## Instructions to follow
Carry on the forum answer about telling night from day with a Python sun-position module, starting right after its last sentence.

## Text
++++++++++

Javascript or Python - How do I figure out if it's night or day?
You can do as I did and use this public domain Sun.py module to compute the position of the sun relative to positions on the Earth. It's pretty old, but has worked well for me for many years. I made a few superficial modifications to it to be more up-to-date with Python 2.7, such as making the few classes in it new-style, but for the most part it's unchanged.
Here's one module I created, called sunriseset.py, which shows how to use it to calculate the sunrise and sunset times for a specific location given its geographic coordinates and timezone. The referenced timezone module is an implementation of the tzinfo abstract base class described in the datetime module's documentation on tzinfoobjects.

++++++++++

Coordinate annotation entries
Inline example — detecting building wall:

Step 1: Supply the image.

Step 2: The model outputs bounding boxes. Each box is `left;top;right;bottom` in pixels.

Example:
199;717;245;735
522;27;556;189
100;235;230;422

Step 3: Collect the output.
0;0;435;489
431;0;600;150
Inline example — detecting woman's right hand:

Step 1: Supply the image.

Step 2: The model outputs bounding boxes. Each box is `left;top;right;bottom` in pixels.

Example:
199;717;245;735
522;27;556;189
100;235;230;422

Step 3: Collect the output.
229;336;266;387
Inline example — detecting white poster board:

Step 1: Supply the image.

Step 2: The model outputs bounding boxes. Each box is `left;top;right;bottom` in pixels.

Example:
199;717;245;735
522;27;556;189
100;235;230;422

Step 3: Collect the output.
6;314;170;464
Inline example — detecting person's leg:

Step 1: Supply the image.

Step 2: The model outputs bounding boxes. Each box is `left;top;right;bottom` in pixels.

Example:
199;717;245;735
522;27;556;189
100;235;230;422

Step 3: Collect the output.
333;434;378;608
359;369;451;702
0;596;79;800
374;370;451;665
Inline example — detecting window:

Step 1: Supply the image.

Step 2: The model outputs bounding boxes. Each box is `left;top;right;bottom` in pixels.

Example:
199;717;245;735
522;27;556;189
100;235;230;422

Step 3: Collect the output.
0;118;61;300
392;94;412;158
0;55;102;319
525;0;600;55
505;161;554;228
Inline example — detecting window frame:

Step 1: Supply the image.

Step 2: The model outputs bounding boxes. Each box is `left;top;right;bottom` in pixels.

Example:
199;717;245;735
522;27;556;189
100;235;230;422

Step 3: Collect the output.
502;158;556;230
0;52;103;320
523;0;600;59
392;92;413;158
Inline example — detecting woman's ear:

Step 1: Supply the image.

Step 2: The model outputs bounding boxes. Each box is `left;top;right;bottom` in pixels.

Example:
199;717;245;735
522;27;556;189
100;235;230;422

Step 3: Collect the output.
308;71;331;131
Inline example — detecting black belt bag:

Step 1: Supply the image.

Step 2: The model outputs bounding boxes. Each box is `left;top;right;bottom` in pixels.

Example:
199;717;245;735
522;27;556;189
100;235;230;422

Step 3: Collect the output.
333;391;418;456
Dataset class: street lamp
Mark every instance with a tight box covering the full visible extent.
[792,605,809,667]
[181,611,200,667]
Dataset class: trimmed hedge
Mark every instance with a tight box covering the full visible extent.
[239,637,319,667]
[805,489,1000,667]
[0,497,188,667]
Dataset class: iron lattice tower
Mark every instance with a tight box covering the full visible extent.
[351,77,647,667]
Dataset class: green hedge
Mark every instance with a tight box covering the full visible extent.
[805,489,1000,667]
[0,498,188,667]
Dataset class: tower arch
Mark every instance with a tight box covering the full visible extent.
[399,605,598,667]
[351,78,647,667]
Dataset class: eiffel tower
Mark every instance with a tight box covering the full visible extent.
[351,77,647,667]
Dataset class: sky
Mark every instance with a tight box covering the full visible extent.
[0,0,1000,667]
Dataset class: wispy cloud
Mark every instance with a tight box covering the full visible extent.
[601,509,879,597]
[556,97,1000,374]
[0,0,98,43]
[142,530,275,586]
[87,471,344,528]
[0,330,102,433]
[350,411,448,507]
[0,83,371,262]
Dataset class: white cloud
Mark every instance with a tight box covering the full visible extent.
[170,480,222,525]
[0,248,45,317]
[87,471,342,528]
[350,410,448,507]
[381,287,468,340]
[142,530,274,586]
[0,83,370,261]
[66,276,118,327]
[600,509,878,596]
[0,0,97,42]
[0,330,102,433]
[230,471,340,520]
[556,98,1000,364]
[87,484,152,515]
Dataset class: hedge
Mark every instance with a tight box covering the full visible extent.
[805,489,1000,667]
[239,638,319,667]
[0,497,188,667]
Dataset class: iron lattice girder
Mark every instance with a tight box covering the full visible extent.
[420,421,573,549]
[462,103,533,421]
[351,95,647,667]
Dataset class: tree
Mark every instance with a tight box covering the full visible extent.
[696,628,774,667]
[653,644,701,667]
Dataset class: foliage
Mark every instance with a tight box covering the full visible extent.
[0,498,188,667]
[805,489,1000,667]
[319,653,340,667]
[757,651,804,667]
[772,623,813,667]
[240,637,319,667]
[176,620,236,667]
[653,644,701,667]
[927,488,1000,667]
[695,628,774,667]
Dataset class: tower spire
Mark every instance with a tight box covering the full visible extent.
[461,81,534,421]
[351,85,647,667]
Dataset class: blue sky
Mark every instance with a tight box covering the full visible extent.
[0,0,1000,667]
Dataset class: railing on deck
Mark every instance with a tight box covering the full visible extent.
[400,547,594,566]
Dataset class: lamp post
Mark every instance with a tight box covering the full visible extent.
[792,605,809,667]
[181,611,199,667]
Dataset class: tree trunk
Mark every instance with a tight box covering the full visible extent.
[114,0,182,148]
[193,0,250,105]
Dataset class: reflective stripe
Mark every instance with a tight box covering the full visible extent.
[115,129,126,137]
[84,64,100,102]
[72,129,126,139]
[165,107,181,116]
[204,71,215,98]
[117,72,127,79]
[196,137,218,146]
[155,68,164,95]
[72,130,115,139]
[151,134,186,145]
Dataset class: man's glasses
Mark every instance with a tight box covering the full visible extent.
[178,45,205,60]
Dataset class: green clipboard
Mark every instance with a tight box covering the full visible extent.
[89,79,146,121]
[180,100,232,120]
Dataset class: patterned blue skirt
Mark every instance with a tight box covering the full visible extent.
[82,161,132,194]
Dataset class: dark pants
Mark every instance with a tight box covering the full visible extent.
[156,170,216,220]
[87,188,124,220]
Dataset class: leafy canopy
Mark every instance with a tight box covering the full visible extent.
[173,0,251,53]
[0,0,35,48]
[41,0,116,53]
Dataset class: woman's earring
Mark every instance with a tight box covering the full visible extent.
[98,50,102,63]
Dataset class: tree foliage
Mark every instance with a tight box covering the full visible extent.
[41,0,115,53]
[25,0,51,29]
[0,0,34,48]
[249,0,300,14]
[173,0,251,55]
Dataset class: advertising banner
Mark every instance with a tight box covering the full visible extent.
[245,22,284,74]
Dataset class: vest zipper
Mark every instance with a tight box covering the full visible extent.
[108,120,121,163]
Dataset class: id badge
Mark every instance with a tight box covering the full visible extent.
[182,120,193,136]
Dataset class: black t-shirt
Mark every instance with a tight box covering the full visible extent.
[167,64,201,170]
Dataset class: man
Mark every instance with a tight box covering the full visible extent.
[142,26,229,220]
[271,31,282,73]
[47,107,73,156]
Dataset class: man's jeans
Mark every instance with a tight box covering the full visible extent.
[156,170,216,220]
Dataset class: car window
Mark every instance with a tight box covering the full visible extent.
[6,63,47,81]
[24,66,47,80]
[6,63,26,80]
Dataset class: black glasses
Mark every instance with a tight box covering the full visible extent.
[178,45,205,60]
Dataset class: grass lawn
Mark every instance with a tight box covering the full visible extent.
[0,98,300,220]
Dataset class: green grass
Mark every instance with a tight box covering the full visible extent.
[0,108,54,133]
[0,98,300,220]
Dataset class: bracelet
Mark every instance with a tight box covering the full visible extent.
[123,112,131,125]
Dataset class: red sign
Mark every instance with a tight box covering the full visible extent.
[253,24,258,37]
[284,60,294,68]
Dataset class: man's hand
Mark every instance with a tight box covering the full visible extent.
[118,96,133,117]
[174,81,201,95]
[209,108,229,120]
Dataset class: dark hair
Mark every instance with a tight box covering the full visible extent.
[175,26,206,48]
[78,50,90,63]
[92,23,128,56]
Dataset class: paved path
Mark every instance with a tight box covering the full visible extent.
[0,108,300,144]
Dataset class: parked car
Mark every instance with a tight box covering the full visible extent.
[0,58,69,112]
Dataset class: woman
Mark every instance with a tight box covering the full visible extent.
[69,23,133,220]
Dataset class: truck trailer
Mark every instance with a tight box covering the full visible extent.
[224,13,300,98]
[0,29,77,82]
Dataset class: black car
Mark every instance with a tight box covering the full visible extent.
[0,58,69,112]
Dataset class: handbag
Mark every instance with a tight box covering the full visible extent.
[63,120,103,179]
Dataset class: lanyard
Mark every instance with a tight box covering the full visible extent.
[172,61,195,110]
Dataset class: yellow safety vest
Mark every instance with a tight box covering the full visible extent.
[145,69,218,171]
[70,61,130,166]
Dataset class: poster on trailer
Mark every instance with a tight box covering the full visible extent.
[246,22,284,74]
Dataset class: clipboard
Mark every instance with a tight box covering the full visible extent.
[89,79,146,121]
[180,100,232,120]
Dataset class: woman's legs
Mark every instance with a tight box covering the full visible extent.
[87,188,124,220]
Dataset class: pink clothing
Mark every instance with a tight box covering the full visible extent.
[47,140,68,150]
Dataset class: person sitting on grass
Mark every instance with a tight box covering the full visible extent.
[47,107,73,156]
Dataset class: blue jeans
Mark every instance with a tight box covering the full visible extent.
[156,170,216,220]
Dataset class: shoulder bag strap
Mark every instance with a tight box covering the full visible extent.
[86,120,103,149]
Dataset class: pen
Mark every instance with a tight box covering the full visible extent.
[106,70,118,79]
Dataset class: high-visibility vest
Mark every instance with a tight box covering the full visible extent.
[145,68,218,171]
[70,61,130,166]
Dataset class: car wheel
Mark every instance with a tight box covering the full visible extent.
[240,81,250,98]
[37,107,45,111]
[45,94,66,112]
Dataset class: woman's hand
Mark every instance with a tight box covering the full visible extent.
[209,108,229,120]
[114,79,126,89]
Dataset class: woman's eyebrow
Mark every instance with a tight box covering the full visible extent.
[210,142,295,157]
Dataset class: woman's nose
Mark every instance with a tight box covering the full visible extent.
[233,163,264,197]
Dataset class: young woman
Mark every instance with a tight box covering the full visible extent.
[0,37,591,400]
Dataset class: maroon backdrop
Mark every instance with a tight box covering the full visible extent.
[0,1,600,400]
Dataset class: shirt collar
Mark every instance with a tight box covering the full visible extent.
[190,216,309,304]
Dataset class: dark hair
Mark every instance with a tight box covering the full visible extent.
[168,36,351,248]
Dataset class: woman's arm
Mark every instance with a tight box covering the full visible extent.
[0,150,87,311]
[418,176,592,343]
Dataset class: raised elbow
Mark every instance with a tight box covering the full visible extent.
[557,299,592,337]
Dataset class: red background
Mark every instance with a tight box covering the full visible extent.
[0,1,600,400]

++++++++++

## In response
# -*- coding: iso-8859-1 -*-
import datetime
import timezone # concrete tzinfo subclass based on the Python docs
import math
from Sun import Sun
__all__ = ['getsuninfo', 'Place']
class Place(object):
def __init__(self, name, coords, tz=timezone.Pacific):
self.name = name # string
self.coords = coords # tuple (E/W long, N/S lat)
self.tz = tz # tzinfo constant
def _hoursmins(hours):
"""Convert floating point decimal time in hours to integer hrs,mins"""
frac,h = math.modf(hours)
m = round(frac*60, 0)
if m == 60: # rounded up to next hour
h += 1; m = 0
return int(h),int(m)
def _ymd(date):
"""Return y,m,d from datetime object as tuple"""
return date.timetuple()[:3]
def getsuninfo(location, date=None):
"""Return local datetime of sunrise, sunset, and length of day in hrs,mins)"""
if date == None:
querydate = datetime.date.today()
else: # date given should be datetime instance
querydate = date
args = _ymd(querydate) + location.coords
utcrise, utcset = Sun().sunRiseSet(*args)
daylength = Sun().dayLength(*args)
hrs,mins = _hoursmins(daylength)
risehour, risemin = _hoursmins(utcrise)
sethour, setmin = _hoursmins(utcset)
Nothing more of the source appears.